TEXT EXCERPT Start Marker
Servet Gunerigok, Anadolu Ajansi (May 13, 2021): “White House avoids question on Palestinians' right to self-defense

“Biden said on Wednesday that Israel ‘has a right to defend itself when you have thousands of rockets flying into your territory’ as violence escalates between Israel and Palestine. When the reporter asked whether the Biden administration also condemns forced evictions of Palestinians from their homes, Psaki said US officials have raised the issue at many levels but avoided answering the question directly.” [Such vague equivocation by the US is consistent with the US’s enormous military and financial aid to Israel—in effect a commitment to give Israel whatever it requests to be by far the strongest military force in the Middle East (directly connected to US strategic interests).]

Ibrahim Fraihat, The Brookings Institution (July 11, 2014): “Palestine’s Right to Defend Itself

“To forestall another war, and to prevent further brutality against civilians, Washington needs to take immediate measures to avoid the hypocrisy of legitimizing Israeli violence against Palestinian civilians under the guise of ‘self-defense’.” [The US has simply continued its “self-defense” mantra over the years, and today we are seeing the horrific ramifications. As Noam Chomsky has noted, the US—including those of us who are US taxpayers—are as responsible as anyone for the carnage in Israel-Palestine.]

Tuesday, October 17, 2023

How Long, O Lord?
TEXT EXCERPT End Marker
* [WHAT NEEDS TO BE DONE]: Decide whether each statement below agrees with the text excerpt above on US positions about self-defense in Israel-Palestine, answering yes or no and quoting the deciding words. 1. A reporter asked whether the Biden administration condemns forced evictions of Palestinians from their homes. 2. Psaki answered that question directly. 3. The excerpt says US taxpayers bear no responsibility for the carnage in Israel-Palestine.
SOURCE MATERIAL Start Marker
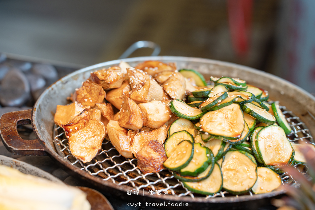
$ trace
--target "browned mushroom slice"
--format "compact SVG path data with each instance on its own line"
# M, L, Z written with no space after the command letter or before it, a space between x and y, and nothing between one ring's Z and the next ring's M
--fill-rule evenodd
M127 129L140 129L143 124L143 117L139 106L125 95L123 96L123 100L118 121L119 125Z
M98 120L101 119L101 111L96 109L86 109L68 122L67 124L61 125L66 132L66 136L68 139L79 131L83 129L92 118Z
M151 140L155 139L163 144L167 136L167 130L165 125L151 131L139 133L135 136L134 141L131 144L132 153L135 156L144 144Z
M100 85L89 81L83 82L76 92L77 101L83 106L93 106L103 102L106 93Z
M118 109L120 109L123 104L123 97L124 95L127 97L131 91L131 88L128 81L124 81L120 87L111 90L106 94L106 99Z
M107 124L107 133L113 146L125 157L132 158L130 146L131 138L128 130L121 127L117 121L111 120Z
M163 88L173 99L182 100L186 93L185 78L180 73L175 72L163 83Z
M172 116L172 112L168 107L160 101L139 104L139 105L143 116L143 125L145 126L157 128L165 124Z
M110 120L113 119L114 111L110 103L97 103L95 104L95 108L100 111L102 113L100 122L106 126Z
M152 77L164 71L174 71L176 70L176 65L174 63L165 63L158 60L147 60L139 64L135 67L137 69L140 69Z
M146 103L155 99L164 101L166 97L163 88L158 82L152 80L147 81L141 88L133 92L129 96L137 104Z
M164 147L156 140L144 144L137 153L137 166L143 173L158 172L164 168L163 163L167 157Z
M90 79L104 89L117 88L121 86L124 75L118 66L113 66L91 73Z
M66 124L86 108L76 101L65 106L57 105L54 116L55 123L60 126Z
M100 122L91 119L83 129L69 138L72 155L83 162L90 162L100 150L105 134L105 127Z

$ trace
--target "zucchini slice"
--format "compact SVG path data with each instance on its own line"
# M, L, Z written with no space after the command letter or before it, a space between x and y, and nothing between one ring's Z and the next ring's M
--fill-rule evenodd
M285 134L288 135L292 131L292 129L291 128L290 125L287 121L287 119L285 118L285 116L282 113L282 111L280 109L279 105L279 102L276 101L274 102L271 104L271 107L273 111L275 117L277 120L277 123L279 126L282 128Z
M256 125L256 119L246 112L244 112L243 114L245 122L248 126L249 130L251 132L254 130L255 126Z
M192 107L195 107L198 108L199 107L199 105L203 102L203 101L194 101L190 103L187 104L187 105L189 106Z
M280 126L265 127L257 133L256 138L257 152L265 165L289 164L293 161L294 150Z
M257 181L252 188L255 194L270 192L281 185L281 178L270 168L257 167Z
M227 92L218 93L203 102L199 106L199 108L202 111L210 110L215 105L224 100L227 97L228 95Z
M180 169L179 173L182 176L196 176L204 171L210 163L214 163L214 157L209 148L200 143L194 145L194 154L188 165Z
M194 144L188 140L183 140L178 144L172 155L163 163L167 168L177 171L187 166L192 158Z
M252 151L253 152L254 156L255 157L255 158L256 159L257 162L261 164L263 163L263 162L260 159L260 157L259 157L259 155L258 154L257 150L256 149L256 137L258 132L260 131L260 130L264 128L264 127L256 127L253 130L253 131L252 131L252 133L250 135L250 140L249 142L250 148L252 149Z
M249 191L257 179L255 158L247 152L230 150L224 156L221 167L223 188L234 195Z
M241 107L245 112L261 122L267 125L272 125L276 122L276 118L270 113L251 103L243 104Z
M232 104L206 113L200 123L205 132L217 137L233 140L241 137L245 122L239 105Z
M209 98L211 98L213 96L215 95L218 94L222 93L222 92L228 92L229 90L225 87L224 85L218 85L216 86L215 86L210 91L210 93L208 95Z
M192 192L203 195L213 195L221 191L223 185L223 176L218 163L214 165L213 170L206 179L198 182L184 182L184 185Z
M186 78L192 77L195 80L196 85L198 87L207 85L207 82L202 74L193 69L181 69L178 71L184 77Z
M205 113L199 109L189 106L180 100L173 100L169 104L169 109L174 114L187 120L193 120L199 119Z
M204 171L195 177L190 176L181 176L179 173L176 172L174 172L173 174L174 177L182 181L188 182L199 182L209 177L209 176L210 175L210 174L212 172L212 171L213 170L213 168L214 167L214 165L212 163L210 164Z
M169 128L168 136L169 137L175 132L187 131L193 136L197 134L197 131L194 129L194 124L188 120L179 118L172 123Z
M195 101L203 101L207 99L207 98L195 98L192 95L190 95L187 97L187 100L188 103L192 102Z
M262 91L257 87L254 85L247 85L247 89L246 91L249 93L251 93L255 95L256 99L259 99L262 94Z
M192 135L187 131L178 131L171 135L164 143L164 148L166 156L168 157L171 156L177 145L184 140L188 140L192 143L194 143Z
M193 91L192 92L192 93L194 97L196 98L206 97L208 97L210 91L213 88L213 87L207 87Z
SOURCE MATERIAL End Marker
* [SOLUTION FOR THIS PROBLEM]:
1. Yes: "When the reporter asked whether the Biden administration also condemns forced evictions of Palestinians from their homes"
2. No: "avoided answering the question directly"
3. No: "the US—including those of us who are US taxpayers—are as responsible as anyone for the carnage in Israel-Palestine"